(Supplied records begins)

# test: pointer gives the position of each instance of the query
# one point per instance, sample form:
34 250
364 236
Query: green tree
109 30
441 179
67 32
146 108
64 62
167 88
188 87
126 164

(Supplied records ends)

Work request:
Pull out all lines of the data with the string "instance".

Exercise response:
# test: pointer gives the position of each instance of the query
# one point per instance, sample form:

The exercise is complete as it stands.